**EXERCISE REQUIREMENTS**
Transcribe the entries below exactly.

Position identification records
------------------------------------------------------------

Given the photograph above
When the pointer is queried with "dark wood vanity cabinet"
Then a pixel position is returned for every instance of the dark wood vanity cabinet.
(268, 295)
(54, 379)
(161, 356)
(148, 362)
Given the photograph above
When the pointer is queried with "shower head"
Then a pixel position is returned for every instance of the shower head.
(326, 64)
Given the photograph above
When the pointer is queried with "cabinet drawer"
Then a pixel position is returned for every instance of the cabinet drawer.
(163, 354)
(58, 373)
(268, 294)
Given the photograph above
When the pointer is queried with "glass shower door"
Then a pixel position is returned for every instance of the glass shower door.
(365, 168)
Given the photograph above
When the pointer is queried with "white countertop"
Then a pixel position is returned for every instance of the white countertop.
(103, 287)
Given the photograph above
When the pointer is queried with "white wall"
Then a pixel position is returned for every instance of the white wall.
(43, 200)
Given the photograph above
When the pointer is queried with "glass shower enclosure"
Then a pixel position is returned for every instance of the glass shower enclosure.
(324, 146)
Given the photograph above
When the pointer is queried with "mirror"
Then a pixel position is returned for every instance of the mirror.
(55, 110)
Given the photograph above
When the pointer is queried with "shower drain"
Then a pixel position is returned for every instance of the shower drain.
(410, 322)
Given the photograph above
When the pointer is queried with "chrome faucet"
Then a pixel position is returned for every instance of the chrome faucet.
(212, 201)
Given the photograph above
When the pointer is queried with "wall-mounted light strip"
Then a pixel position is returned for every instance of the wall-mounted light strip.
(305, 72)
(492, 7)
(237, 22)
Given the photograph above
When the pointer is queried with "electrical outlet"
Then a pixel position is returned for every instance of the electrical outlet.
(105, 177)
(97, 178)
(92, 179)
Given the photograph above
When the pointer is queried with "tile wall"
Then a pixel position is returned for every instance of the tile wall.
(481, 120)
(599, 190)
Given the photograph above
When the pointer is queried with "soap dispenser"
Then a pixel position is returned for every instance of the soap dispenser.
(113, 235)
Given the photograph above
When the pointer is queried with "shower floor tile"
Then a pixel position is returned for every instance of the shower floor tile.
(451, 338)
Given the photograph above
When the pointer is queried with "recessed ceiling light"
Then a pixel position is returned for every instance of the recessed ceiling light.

------------------------------------------------------------

**EXERCISE OUTPUT**
Given the photograph above
When the pointer is queried with "dark wood vanity cabinet"
Then a pixel position is returned for every instance of the dark wood vanity cabinet.
(268, 295)
(54, 379)
(161, 356)
(148, 362)
Given the photograph above
When the pointer is queried with "shower head"
Then a pixel position is returned for every instance of the shower head.
(326, 64)
Given the photograph above
When the pointer is queried with "cabinet drawer"
Then a pixel position is returned for every instance of the cabinet drawer.
(163, 354)
(58, 373)
(268, 294)
Given the photograph above
When the pointer is queried with "glass shower door"
Then a pixel position is returned for every instance of the glass shower door.
(365, 168)
Given the photograph above
When the pointer is queried with "white countertop"
Then a pixel position is returned for every instance of the white countertop.
(103, 287)
Given the photograph above
When the pointer is queried with "white wall"
Then a pixel position is returned for every instance of the white wall.
(43, 200)
Given the photograph above
When the pointer is queried with "glass shower enclosure"
Then a pixel position is returned for every instance of the glass shower enclosure.
(324, 146)
Given the photograph above
When the pointer is queried with "mirror"
Then a pixel position is returned for every instance of the mirror.
(55, 110)
Given the photograph above
When the pointer is queried with "shower drain"
Then a pixel position is returned for every instance of the shower drain.
(410, 322)
Given the photograph above
When the pointer is queried with "chrome faucet"
Then a pixel position is returned for every instance of the chrome faucet.
(212, 201)
Given the photograph above
When the pointer is queried with "wall-mounted light strip"
Then a pixel position is returned for every instance of the wall-mounted light strip.
(305, 72)
(492, 7)
(237, 22)
Given the photograph above
When the pointer is queried with "electrical outlet"
Then a pixel position is returned for every instance of the electrical outlet.
(105, 177)
(97, 178)
(92, 179)
Given the photograph above
When the pointer is queried with "tile wall"
Then a pixel position is returned for every instance of the tile wall.
(481, 120)
(599, 190)
Given the photograph above
When the pointer is queried with "soap dispenser"
Then a pixel position is returned for every instance of the soap dispenser.
(113, 235)
Given the photograph above
When the pointer is queried with "shower floor tile"
Then a pixel position is returned for every instance of the shower floor tile.
(451, 338)
Given the photograph above
When the pointer is queried with "recessed ceiling light"
Then a pixel position is returned for every instance of the recessed ceiling light.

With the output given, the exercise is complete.